** start of Document extract **
Acting Harare town clerk faces suspension

Source: Acting Harare town clerk faces suspension | The Financial Gazette February 23, 2017

ACTING Harare City Council town clerk Josephine Ncube faces suspension, along with three other council directors, for pampering themselves with generous benefits and allowances at a time when service delivery in the capital city has hit its lowest ebb.
A government-sanctioned audit recommended that Local Government Minister Saviour Kasukuwere suspends Ncube, the city’s human capital director, Cainos Chingombe and acting finance director, Tendai Kwenda, with immediate effect, pending further investigations.
This was after auditors dispatched by the Local Government Ministry unearthed what appears to be extravagant use of ratepayers’ money between 2013 and last year — a period when Tendai Mahachi was still calling the shots at Town House, as town clerk.
Mahachi was axed from council in July 2015.
The audit revealed that five managers were collectively paid US$343 900 as holiday allowances between March and July 2015, through the Real Time Gross Settlement system (RTGS) yet there was no proof that they ever went for any holiday.
This was in breach of council’s conditions of service that required them to produce evidence of travel in the form of receipts.
Mahachi was alleged to have taken the lion’s share, pocketing US$186 000, transferred into his bank account on July 7, 2015.
City of Harare health director, Proper Chonzi, was paid US$77 100; while Ncube and Chingombe got US$40 000 each. Phillip Pfukwa, the director of works, got US$3 440.
In another incident, Mahachi, Ncube, Chingombe, Chonzi and Pfukwa were paid inflated performance bonuses amounting to US$607 250. Again, Mahachi received the biggest chunk of it amounting to US$135 100. Ncube got US$122 000, while Chingombe was paid US$112 000.
Chonzi and Pfukwa received US$95 000 and US$21 450 respectively.
This time, they were joined by former water director, Christopher Zvobgo and Kwenda — the current acting as finance director, who pocketed US$80 000 and US$40 800 respectively.
The audit revealed that the city managers paid themselves hefty bonuses despite the fact that no performance appraisal was done as per requirement.
They also did not get council approval in violation of section 288 (7) of the Urban Councils Act, which stipulates that council shall not expend moneys unless such expenditure has been covered by estimates or approved supplementary estimates.
** end of Document extract **
• Task list:
1. In the article on the acting Harare town clerk, condense the paragraph beginning "A government-sanctioned audit recommended" into a short bulleted list that keeps its main facts.
2. According to the article on the acting Harare town clerk, which section of the Urban Councils Act did the city managers violate by not getting council approval?
** start of Raw records **
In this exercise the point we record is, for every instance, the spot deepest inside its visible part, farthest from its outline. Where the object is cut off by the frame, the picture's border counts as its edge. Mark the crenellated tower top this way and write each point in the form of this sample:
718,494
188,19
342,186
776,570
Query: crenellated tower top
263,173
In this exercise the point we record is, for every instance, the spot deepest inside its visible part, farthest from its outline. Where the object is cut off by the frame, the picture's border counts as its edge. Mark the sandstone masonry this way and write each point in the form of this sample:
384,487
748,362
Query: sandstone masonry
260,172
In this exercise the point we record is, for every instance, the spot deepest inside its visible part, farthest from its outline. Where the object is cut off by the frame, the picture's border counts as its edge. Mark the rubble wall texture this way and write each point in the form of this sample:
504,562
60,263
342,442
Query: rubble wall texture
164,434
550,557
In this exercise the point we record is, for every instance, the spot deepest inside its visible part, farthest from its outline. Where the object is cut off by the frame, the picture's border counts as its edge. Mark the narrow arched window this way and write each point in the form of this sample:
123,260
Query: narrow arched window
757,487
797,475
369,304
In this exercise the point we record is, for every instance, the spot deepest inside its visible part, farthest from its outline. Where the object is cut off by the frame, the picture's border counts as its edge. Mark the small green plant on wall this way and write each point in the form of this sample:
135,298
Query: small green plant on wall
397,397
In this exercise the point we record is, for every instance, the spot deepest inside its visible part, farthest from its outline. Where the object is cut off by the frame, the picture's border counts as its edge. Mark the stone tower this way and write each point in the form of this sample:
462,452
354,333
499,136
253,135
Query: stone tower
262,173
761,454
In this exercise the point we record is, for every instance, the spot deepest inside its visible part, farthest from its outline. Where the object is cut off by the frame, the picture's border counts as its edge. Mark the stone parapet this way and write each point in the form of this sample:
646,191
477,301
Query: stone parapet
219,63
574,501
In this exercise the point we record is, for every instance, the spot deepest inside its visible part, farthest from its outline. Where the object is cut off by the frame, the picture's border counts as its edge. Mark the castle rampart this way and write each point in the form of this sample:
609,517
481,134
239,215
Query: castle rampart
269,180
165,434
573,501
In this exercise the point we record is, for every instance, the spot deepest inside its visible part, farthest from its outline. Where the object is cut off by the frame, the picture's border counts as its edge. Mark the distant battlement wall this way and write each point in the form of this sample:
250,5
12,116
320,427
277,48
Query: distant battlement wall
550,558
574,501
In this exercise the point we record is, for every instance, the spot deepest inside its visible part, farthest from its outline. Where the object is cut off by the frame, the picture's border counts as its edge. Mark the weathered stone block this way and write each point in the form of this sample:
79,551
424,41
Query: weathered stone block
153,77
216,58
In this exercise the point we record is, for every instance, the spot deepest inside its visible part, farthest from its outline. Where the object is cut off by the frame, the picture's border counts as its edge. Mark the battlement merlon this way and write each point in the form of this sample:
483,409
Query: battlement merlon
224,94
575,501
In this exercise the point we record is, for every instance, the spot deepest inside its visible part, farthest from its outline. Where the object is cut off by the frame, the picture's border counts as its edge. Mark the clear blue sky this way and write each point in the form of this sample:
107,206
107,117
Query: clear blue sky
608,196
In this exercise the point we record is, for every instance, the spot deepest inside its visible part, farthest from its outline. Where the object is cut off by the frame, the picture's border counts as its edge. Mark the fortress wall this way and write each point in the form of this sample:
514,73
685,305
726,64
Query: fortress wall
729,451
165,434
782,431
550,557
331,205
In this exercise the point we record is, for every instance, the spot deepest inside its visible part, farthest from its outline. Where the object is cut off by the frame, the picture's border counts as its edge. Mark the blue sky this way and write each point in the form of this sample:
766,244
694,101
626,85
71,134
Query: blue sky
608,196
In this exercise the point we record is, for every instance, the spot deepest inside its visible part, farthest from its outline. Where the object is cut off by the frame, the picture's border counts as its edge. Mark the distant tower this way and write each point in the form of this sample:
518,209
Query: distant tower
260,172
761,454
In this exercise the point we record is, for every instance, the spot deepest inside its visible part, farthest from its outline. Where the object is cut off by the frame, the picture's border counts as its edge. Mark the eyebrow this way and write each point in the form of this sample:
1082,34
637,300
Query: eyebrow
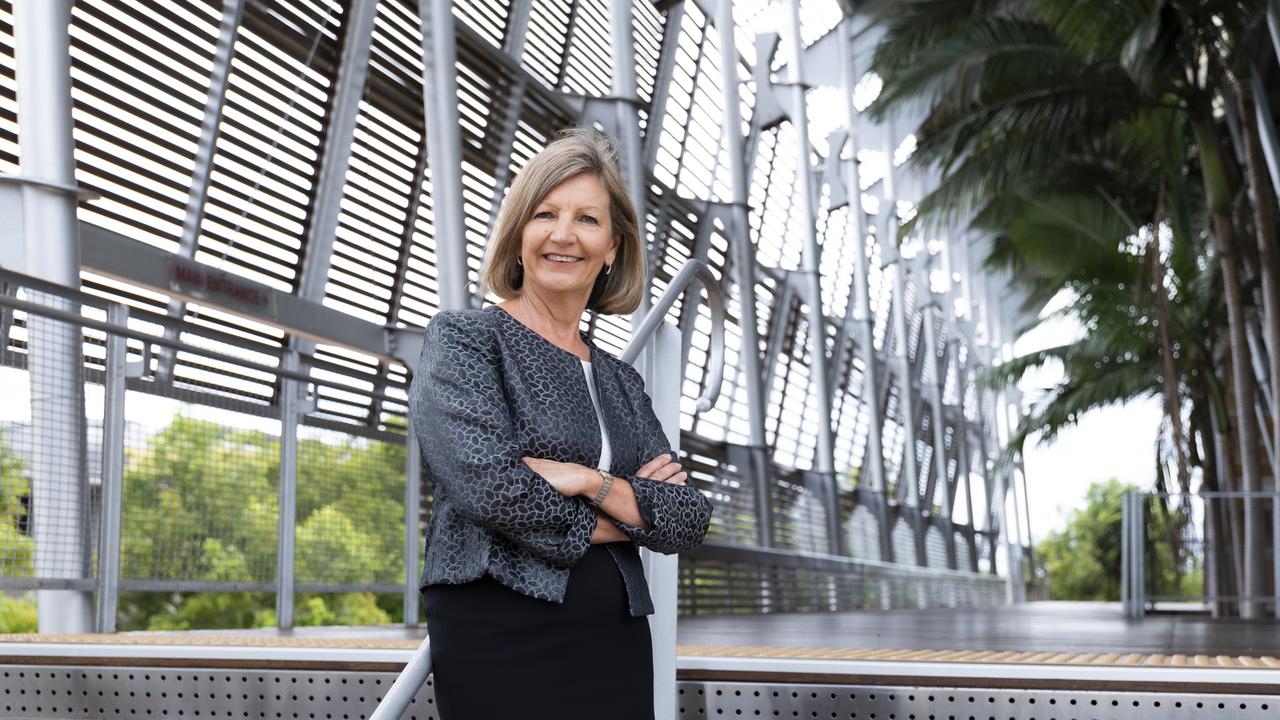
554,205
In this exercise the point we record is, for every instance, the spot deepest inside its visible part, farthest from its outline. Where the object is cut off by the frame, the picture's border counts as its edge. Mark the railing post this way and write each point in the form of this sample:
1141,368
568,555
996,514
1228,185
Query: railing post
1125,551
1275,552
1139,554
412,532
287,524
662,359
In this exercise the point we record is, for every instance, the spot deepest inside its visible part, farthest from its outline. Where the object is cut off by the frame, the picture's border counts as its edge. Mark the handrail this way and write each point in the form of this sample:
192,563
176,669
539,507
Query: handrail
691,270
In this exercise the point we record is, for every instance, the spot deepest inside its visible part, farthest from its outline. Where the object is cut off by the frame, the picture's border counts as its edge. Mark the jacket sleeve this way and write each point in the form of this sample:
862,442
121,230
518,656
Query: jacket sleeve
458,411
677,516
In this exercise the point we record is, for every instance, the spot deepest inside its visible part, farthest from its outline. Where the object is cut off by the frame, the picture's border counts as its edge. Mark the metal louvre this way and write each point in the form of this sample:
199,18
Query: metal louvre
8,92
138,109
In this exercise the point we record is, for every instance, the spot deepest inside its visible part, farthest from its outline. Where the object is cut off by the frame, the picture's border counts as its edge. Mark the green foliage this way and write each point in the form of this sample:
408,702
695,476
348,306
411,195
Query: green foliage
18,614
17,547
201,504
1082,561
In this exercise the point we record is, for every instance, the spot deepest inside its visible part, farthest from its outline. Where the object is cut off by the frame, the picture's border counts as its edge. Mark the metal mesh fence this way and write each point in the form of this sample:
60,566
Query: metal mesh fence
350,510
48,482
200,438
200,505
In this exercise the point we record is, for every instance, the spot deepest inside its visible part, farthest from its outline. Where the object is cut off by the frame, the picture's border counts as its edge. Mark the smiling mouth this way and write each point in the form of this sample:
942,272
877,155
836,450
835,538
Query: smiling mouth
561,259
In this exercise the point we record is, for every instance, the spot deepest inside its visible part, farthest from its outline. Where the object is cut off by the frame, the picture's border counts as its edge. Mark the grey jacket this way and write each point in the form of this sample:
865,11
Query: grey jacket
489,390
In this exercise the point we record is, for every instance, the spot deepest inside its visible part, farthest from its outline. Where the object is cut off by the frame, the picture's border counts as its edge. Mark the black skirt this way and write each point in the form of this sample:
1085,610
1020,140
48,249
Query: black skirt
497,652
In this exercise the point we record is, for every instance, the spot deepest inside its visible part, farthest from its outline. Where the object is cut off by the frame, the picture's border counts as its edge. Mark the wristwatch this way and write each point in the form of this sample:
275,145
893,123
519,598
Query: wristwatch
604,490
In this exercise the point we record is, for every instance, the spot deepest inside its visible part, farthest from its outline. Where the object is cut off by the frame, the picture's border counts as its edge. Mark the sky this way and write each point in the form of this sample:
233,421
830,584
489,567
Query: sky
1114,442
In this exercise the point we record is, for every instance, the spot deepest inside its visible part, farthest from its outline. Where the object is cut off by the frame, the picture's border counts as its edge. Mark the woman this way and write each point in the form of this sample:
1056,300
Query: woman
547,461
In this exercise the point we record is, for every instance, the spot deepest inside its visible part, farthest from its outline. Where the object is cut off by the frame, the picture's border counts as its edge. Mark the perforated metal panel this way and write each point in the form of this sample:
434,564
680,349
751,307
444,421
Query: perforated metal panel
44,691
882,702
174,692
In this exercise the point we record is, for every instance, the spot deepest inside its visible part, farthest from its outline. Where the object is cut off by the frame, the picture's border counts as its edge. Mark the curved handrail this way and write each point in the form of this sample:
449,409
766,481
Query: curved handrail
691,270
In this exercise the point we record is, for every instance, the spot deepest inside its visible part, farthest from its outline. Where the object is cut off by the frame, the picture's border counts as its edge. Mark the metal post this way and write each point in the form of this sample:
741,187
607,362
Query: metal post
1275,554
809,268
627,104
50,236
662,359
744,273
412,529
1125,548
908,491
287,491
873,459
444,149
113,470
1274,26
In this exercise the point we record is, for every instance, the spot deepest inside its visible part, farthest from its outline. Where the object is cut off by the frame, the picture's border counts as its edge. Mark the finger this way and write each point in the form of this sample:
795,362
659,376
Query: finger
667,470
650,466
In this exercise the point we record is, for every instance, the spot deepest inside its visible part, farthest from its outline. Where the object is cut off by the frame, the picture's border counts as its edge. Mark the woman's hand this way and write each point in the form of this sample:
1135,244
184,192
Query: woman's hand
567,478
663,468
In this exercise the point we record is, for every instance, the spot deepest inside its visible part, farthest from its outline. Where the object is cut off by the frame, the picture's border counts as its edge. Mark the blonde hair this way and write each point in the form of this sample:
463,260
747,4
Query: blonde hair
572,151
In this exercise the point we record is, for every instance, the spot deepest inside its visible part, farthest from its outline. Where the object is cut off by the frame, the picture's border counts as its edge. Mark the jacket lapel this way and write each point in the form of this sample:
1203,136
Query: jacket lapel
612,400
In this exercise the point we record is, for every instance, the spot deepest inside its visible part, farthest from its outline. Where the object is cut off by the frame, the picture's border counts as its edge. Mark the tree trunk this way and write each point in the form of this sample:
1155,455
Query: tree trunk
1264,220
1173,397
1217,192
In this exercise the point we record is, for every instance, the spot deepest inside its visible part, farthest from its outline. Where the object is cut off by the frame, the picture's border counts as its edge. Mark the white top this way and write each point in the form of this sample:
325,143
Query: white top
606,455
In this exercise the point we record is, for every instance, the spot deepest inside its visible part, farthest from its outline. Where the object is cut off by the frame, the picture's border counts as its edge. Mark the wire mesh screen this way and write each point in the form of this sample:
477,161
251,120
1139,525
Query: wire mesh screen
350,510
200,505
762,586
48,482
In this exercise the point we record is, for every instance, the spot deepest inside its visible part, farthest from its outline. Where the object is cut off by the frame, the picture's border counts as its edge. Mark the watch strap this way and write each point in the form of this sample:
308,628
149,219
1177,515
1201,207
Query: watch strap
604,488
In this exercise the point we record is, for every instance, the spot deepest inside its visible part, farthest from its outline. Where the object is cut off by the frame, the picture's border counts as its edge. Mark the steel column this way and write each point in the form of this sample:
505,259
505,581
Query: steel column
113,470
444,150
58,466
209,132
287,492
412,524
809,268
627,109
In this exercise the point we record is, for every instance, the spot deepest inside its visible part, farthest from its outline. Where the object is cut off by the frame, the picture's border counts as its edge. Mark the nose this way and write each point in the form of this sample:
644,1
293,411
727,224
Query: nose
563,227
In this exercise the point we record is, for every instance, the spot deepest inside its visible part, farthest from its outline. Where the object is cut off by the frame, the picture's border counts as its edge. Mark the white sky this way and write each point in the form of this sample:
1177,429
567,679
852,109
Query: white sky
1114,442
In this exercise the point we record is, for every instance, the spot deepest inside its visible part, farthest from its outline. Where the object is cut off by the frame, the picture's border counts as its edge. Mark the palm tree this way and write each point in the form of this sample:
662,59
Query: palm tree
1069,131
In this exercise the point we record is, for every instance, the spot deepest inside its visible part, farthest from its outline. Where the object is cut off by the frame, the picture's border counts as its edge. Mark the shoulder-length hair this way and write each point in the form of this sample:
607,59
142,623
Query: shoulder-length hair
572,151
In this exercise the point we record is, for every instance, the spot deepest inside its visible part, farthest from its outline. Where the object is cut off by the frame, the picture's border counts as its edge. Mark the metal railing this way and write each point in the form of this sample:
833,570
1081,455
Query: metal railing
1188,548
177,487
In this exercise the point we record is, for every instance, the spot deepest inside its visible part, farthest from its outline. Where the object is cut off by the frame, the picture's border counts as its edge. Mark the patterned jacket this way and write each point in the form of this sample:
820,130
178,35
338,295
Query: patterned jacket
489,390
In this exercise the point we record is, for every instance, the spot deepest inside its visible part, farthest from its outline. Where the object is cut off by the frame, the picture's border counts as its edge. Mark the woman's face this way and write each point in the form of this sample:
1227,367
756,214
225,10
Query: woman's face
568,238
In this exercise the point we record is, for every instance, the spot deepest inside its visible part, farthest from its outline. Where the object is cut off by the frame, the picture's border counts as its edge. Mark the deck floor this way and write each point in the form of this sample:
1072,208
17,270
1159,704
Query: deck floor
1037,627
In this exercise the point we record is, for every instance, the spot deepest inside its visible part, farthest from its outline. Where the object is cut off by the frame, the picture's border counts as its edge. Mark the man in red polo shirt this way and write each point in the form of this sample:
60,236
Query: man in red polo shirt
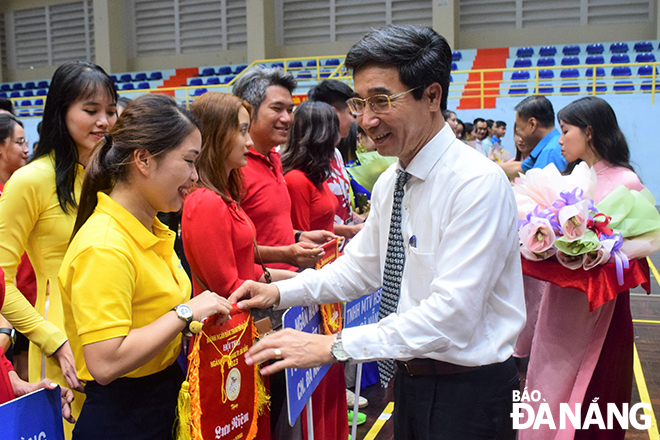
266,198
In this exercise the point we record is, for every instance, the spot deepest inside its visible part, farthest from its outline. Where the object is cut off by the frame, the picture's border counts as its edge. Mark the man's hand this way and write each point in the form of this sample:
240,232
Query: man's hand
22,388
304,254
317,237
253,295
64,356
295,349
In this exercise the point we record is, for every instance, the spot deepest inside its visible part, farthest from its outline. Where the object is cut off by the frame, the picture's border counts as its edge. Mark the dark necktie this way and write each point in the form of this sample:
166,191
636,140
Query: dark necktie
394,261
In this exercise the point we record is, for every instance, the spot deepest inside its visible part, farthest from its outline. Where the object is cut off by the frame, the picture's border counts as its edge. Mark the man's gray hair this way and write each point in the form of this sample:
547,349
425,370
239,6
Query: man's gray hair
251,86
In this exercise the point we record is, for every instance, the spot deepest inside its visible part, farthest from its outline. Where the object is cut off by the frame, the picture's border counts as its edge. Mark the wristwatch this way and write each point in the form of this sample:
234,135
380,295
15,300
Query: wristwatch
11,333
337,350
184,312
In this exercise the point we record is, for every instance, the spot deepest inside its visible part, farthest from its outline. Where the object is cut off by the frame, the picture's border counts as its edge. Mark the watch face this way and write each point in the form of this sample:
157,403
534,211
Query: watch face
184,311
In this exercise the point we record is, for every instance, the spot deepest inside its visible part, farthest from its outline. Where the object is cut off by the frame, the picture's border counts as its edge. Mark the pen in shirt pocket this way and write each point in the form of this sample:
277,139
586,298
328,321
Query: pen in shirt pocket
412,243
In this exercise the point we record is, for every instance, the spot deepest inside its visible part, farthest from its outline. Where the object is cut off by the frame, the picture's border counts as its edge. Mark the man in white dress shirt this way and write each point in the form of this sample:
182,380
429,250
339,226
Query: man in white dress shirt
458,302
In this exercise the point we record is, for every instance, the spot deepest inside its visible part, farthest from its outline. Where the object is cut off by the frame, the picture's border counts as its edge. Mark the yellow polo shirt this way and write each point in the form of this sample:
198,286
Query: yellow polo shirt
117,276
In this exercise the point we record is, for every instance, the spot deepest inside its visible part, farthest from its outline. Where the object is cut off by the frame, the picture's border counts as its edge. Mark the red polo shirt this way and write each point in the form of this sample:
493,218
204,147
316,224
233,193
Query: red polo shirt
266,201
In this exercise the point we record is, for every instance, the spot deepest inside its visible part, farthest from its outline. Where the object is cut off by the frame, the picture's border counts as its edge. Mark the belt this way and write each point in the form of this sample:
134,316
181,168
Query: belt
431,367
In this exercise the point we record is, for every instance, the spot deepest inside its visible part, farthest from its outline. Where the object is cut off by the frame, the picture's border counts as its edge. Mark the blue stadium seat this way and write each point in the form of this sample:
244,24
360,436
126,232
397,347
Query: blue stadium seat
570,88
548,51
522,62
569,73
645,58
520,75
518,90
600,87
624,86
545,89
570,61
647,86
620,58
621,71
224,70
595,49
589,73
619,48
595,59
645,71
546,74
643,46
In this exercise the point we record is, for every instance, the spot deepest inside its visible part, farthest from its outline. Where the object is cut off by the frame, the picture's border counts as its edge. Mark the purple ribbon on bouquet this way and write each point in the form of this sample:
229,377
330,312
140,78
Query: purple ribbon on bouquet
543,213
620,258
571,198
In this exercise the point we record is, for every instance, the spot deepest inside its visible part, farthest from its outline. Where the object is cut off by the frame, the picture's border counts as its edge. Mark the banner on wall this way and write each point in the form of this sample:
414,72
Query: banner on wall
35,416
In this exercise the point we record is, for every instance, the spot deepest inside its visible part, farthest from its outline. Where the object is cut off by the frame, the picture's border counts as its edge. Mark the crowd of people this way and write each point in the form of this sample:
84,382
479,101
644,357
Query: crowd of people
94,266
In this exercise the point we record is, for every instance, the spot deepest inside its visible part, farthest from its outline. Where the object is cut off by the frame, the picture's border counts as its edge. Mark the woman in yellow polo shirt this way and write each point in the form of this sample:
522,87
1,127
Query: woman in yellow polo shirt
125,294
38,209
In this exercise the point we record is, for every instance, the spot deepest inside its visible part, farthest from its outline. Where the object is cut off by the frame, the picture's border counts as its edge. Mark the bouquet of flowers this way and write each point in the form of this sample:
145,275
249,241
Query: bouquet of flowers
559,219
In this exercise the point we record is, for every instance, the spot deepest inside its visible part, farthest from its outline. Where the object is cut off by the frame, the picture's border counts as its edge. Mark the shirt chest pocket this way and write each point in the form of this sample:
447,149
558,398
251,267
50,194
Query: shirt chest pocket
419,272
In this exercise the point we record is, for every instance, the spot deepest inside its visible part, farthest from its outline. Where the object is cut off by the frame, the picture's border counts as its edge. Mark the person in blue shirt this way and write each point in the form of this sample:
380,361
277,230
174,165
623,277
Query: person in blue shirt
535,123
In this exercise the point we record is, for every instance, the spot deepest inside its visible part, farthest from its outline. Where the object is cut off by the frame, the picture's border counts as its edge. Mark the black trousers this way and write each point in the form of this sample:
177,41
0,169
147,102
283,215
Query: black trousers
474,405
142,408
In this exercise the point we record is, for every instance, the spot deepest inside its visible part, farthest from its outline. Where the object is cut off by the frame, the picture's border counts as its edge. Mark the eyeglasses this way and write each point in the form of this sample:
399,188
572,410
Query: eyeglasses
377,103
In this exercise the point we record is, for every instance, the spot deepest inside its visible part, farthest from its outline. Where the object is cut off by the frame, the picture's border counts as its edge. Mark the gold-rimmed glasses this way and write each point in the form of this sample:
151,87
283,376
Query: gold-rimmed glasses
377,103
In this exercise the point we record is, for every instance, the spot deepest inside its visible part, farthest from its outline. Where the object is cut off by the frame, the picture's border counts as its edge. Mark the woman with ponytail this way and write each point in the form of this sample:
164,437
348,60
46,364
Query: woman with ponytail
126,298
38,209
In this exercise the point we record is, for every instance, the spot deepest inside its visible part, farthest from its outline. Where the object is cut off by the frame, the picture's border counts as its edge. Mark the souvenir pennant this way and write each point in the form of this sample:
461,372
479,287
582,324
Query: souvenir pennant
331,322
226,395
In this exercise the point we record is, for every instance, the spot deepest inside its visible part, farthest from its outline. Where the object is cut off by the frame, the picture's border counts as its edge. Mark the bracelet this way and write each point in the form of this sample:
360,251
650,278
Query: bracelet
11,333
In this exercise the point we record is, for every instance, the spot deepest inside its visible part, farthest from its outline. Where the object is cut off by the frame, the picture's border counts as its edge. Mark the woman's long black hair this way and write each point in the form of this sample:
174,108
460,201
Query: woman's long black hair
607,138
71,81
312,140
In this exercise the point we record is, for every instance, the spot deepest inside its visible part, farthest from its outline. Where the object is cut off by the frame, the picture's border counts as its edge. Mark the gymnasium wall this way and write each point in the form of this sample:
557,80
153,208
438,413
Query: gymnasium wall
637,117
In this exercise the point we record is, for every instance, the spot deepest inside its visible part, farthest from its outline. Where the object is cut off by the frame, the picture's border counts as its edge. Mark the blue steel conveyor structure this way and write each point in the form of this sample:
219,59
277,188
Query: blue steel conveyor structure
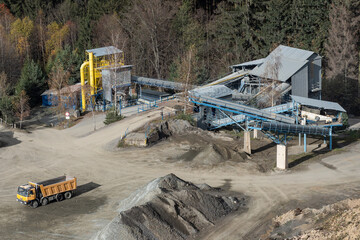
272,121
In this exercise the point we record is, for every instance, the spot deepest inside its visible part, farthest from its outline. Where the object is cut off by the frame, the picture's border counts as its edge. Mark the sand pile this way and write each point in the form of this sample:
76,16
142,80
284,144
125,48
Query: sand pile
336,221
169,208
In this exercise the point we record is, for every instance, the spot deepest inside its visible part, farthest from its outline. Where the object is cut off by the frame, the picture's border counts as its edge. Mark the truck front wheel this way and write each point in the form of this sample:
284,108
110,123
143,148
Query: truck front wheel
44,201
68,195
35,204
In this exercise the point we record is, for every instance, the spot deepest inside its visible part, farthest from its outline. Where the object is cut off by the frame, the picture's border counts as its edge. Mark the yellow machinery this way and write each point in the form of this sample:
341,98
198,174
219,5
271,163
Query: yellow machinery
90,70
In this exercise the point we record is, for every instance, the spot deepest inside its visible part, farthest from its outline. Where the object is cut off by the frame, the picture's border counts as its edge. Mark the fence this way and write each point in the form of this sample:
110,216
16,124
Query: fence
6,124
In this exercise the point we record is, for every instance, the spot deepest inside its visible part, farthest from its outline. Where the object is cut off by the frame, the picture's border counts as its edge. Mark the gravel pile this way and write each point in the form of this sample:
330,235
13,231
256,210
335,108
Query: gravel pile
169,208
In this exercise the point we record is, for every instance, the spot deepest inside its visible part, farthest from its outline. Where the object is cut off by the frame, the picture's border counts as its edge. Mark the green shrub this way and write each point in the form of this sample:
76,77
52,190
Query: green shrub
112,117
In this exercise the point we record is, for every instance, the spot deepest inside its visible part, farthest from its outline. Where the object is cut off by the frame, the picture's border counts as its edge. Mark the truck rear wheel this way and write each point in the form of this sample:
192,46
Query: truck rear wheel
44,201
68,195
59,197
35,204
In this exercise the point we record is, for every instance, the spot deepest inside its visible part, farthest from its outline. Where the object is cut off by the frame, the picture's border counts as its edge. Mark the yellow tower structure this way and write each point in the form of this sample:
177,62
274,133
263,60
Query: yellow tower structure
90,70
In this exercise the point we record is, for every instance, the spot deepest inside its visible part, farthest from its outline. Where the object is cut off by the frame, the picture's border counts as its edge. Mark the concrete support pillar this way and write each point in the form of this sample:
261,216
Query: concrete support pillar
281,156
247,142
255,133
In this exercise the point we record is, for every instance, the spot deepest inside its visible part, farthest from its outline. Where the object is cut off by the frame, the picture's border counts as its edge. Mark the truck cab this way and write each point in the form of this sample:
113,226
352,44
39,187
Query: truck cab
** end of Raw records **
• Per-task answers:
1.
- A government-sanctioned audit made the recommendation.
- It was addressed to Local Government Minister Saviour Kasukuwere.
- It called for the suspension of Josephine Ncube, Cainos Chingombe (human capital director) and Tendai Kwenda (acting finance director).
- The suspension was to take effect immediately, pending further investigations.

2. Section 288 (7) of the Urban Councils Act.